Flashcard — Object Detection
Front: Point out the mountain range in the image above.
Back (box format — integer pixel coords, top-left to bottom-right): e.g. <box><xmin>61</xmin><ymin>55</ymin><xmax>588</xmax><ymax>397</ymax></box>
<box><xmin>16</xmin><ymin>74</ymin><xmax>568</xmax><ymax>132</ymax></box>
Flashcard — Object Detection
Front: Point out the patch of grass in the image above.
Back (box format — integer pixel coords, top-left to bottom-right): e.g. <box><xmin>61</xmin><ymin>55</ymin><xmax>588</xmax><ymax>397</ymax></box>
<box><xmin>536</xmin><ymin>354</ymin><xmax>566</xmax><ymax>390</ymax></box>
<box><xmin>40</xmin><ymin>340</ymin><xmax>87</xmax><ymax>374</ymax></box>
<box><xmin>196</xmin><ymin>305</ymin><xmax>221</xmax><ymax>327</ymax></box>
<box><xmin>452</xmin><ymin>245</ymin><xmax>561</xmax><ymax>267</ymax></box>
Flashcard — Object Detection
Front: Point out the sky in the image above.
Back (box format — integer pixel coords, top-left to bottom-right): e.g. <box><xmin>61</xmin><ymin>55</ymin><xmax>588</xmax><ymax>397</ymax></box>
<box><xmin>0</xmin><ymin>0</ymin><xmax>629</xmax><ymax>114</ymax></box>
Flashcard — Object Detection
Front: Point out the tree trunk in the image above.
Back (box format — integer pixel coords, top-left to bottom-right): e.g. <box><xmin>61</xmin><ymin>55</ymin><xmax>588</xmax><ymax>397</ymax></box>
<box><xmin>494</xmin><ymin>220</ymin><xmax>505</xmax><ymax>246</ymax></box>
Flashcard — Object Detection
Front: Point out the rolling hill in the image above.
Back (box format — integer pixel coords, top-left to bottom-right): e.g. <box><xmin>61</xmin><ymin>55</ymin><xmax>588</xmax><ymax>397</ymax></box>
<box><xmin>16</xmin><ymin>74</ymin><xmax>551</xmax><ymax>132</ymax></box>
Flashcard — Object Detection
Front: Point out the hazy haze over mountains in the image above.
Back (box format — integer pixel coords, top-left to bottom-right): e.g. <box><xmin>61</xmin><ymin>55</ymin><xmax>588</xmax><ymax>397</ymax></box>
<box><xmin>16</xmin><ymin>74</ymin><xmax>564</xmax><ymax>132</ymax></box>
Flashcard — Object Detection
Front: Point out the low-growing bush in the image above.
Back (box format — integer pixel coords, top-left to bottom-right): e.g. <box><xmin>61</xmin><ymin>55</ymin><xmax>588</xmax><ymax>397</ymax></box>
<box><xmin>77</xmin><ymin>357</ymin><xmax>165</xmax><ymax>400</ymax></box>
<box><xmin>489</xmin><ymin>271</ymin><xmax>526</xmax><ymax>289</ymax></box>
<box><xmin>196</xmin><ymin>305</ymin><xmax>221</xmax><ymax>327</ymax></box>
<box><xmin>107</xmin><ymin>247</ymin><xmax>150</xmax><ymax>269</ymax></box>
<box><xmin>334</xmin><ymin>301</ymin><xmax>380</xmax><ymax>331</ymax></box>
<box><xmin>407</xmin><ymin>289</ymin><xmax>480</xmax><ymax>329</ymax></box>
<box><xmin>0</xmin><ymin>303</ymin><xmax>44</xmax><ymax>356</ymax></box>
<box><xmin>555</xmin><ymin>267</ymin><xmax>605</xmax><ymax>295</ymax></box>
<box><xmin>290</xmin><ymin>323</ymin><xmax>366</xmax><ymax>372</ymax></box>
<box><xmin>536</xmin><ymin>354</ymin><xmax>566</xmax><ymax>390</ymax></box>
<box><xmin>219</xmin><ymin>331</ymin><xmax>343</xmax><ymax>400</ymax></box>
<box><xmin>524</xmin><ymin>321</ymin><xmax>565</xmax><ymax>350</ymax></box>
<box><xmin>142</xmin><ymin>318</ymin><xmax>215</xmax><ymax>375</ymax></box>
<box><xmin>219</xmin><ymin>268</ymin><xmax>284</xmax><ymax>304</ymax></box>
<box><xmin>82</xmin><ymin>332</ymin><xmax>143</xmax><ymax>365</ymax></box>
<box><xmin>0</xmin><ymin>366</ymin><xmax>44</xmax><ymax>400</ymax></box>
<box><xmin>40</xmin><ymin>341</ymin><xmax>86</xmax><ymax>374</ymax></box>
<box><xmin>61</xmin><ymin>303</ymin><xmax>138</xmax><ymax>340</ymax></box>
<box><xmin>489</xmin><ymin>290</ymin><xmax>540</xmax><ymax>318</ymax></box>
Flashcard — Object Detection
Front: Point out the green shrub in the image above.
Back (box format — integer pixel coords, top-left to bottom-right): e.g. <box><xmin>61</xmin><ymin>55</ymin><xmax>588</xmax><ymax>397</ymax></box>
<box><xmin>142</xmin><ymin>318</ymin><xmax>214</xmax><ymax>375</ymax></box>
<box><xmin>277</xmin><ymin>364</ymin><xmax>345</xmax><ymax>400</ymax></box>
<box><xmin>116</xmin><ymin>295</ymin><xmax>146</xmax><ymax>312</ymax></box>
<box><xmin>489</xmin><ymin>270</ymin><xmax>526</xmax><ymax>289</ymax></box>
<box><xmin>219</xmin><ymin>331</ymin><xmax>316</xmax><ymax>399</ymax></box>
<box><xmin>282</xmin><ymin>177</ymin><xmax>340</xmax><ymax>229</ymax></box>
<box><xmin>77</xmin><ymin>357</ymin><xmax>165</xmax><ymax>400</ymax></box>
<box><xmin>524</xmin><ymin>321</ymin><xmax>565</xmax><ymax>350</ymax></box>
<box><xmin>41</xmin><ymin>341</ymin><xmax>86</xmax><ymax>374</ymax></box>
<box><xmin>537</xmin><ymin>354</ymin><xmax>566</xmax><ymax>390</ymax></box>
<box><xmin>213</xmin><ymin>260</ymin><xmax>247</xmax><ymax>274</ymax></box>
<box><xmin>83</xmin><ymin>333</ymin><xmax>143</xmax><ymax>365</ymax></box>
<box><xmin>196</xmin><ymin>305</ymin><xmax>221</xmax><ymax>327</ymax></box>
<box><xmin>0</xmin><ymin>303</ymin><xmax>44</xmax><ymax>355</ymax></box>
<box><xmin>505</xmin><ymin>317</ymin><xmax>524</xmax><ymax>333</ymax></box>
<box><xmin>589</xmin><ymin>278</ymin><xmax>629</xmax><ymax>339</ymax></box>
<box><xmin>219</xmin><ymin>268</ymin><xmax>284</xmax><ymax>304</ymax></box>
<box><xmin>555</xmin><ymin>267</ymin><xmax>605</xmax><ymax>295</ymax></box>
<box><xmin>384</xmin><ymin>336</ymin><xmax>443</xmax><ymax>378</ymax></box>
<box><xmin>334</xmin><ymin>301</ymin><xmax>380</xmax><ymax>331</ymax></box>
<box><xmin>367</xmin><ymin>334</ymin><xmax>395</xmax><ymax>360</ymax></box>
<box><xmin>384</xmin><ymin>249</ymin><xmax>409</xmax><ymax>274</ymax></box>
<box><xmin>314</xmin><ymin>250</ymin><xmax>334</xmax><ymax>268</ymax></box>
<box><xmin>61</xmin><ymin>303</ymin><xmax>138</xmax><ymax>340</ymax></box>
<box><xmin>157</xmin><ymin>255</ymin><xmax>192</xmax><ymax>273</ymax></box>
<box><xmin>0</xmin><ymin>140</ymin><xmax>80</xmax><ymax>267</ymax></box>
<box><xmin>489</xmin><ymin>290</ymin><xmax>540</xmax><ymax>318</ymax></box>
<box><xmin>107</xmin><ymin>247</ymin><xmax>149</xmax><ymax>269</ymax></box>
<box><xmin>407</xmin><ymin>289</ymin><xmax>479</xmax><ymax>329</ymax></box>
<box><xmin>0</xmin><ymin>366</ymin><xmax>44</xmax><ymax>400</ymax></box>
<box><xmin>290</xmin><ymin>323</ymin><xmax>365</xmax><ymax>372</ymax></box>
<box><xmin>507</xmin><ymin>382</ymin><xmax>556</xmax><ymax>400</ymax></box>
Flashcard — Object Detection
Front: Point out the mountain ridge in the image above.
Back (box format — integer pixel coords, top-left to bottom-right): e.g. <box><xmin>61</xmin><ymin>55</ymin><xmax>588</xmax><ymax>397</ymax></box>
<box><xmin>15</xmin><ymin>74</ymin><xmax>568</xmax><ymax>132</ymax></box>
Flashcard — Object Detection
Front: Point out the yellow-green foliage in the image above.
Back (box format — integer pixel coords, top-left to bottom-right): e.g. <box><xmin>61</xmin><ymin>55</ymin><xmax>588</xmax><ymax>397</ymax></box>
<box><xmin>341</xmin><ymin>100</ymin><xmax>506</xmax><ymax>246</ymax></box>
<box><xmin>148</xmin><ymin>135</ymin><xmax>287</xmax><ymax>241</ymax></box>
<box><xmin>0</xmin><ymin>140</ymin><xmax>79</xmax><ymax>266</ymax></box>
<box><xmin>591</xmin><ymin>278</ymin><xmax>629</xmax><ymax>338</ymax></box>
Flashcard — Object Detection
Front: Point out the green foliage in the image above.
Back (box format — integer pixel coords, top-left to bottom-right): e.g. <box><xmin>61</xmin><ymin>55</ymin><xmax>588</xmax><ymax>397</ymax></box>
****************************************
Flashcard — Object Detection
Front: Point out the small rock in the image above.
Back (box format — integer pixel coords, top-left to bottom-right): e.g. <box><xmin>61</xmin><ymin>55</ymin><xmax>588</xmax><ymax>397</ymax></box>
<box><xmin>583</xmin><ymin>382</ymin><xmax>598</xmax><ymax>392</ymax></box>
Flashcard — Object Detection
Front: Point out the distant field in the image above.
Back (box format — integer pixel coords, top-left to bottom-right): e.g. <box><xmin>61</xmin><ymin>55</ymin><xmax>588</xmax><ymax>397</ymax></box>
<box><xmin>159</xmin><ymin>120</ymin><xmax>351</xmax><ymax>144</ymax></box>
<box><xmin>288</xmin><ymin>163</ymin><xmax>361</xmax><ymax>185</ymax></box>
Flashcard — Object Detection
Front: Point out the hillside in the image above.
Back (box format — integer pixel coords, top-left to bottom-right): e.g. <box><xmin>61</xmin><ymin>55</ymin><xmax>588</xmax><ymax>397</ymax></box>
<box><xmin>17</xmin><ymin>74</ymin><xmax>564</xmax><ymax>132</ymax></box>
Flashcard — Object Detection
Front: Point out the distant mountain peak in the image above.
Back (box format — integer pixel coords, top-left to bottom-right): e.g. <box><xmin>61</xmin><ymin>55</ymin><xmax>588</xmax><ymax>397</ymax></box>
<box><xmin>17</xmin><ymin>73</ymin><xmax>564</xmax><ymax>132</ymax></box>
****************************************
WORK INSTRUCTIONS
How many lines in the records contain the word "distant", counting only matches with the same capitalization? Reply with the number alone.

ANSWER
2